## BEGIN SUPPLIED MATERIAL

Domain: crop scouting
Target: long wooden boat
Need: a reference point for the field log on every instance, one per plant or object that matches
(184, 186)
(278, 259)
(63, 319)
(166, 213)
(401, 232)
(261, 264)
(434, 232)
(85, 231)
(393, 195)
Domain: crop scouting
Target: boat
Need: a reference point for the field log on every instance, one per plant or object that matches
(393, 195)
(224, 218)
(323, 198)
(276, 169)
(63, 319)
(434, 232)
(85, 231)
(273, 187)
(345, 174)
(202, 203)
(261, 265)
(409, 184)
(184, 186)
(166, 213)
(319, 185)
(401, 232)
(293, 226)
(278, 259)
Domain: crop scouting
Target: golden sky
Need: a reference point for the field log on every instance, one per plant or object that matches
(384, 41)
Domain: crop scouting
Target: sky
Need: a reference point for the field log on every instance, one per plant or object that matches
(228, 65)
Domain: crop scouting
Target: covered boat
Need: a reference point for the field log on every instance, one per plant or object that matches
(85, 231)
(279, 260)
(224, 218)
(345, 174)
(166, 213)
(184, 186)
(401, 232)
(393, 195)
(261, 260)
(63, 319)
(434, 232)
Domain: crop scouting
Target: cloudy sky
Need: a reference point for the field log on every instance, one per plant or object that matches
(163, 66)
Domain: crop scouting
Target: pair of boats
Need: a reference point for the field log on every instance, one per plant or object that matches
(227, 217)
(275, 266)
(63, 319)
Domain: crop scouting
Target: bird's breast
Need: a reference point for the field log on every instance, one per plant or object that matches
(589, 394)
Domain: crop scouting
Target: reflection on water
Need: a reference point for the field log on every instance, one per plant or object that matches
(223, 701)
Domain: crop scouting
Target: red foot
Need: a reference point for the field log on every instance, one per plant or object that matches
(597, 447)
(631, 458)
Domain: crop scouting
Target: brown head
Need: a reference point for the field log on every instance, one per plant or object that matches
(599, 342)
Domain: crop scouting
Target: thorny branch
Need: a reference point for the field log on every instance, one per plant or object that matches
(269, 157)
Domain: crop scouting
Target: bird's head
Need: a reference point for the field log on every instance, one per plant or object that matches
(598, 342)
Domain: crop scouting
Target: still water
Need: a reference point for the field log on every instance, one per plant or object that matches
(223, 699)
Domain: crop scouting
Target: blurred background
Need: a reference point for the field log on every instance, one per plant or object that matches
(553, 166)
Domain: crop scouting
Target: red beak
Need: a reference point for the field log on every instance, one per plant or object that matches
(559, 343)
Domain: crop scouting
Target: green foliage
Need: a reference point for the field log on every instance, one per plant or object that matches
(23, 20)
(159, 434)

## END SUPPLIED MATERIAL

▶ _STATED EXERCISE_
Reproduce every record, matching each line exactly.

▶ _RESULT_
Domain: crop scouting
Target: long wooden boat
Need: a reference point for the field log on every instance, one per plant or object that matches
(184, 186)
(278, 259)
(63, 319)
(166, 213)
(401, 232)
(261, 264)
(434, 232)
(85, 231)
(393, 195)
Domain: crop scouting
Target: boat
Need: a reference point for the field log on every instance, one per plant or object that matches
(393, 195)
(224, 218)
(323, 198)
(276, 169)
(63, 319)
(434, 232)
(85, 231)
(273, 187)
(345, 174)
(202, 203)
(261, 265)
(409, 184)
(184, 186)
(166, 213)
(319, 185)
(401, 232)
(293, 226)
(278, 259)
Domain: crop scouting
Target: golden sky
Need: a reference point for the field log on every instance, one per plant or object that matches
(384, 41)
Domain: crop scouting
Target: sky
Need: a reference point for the field log on every instance, one per plant or object that matches
(228, 65)
Domain: crop scouting
Target: covered boat
Need: a reference point for the field log on every instance, one per plant or object that matches
(85, 231)
(279, 260)
(224, 218)
(345, 174)
(166, 213)
(184, 186)
(401, 232)
(393, 195)
(261, 260)
(63, 319)
(434, 232)
Domain: crop scouting
Target: cloudy sky
Need: a reference point for the field log on every instance, one per plant or object that matches
(163, 66)
Domain: crop scouting
Target: pair of boats
Need: a reference point for the field log on every instance, one per plant or object that matches
(227, 217)
(275, 266)
(63, 319)
Domain: crop scouting
Target: bird's breast
Need: a reference point for the field log on every instance, one per plant or object that matches
(589, 394)
Domain: crop scouting
Target: reflection on water
Need: a reference point for the field log on every instance, one per plant or object that matches
(223, 701)
Domain: crop scouting
Target: red foot
Need: a reference point for the field log on every instance, one per plant or object that matches
(597, 447)
(631, 458)
Domain: crop scouting
Target: brown head
Need: a reference point for the field log on every instance, one per plant or object that matches
(599, 342)
Domain: crop scouting
Target: thorny branch
Need: a reference point for the field log on every instance, one per plant or object that matches
(269, 157)
Domain: crop scouting
Target: bird's head
Need: a reference point for the field log on every instance, one per plant or object that matches
(598, 342)
Domain: crop scouting
Target: still water
Need: a reference point for the field log on every instance, one per plant or object that matches
(223, 699)
Domain: crop scouting
Target: blurred background
Need: a reference point for the field log on every instance, one per plant or object that matches
(553, 166)
Domain: crop scouting
Target: red beak
Need: a reference point for the field log on every instance, one per plant or object that matches
(559, 343)
Domain: crop scouting
Target: green foliage
Need: a reference point for the field log on every instance, one per plant or object that matches
(23, 20)
(159, 434)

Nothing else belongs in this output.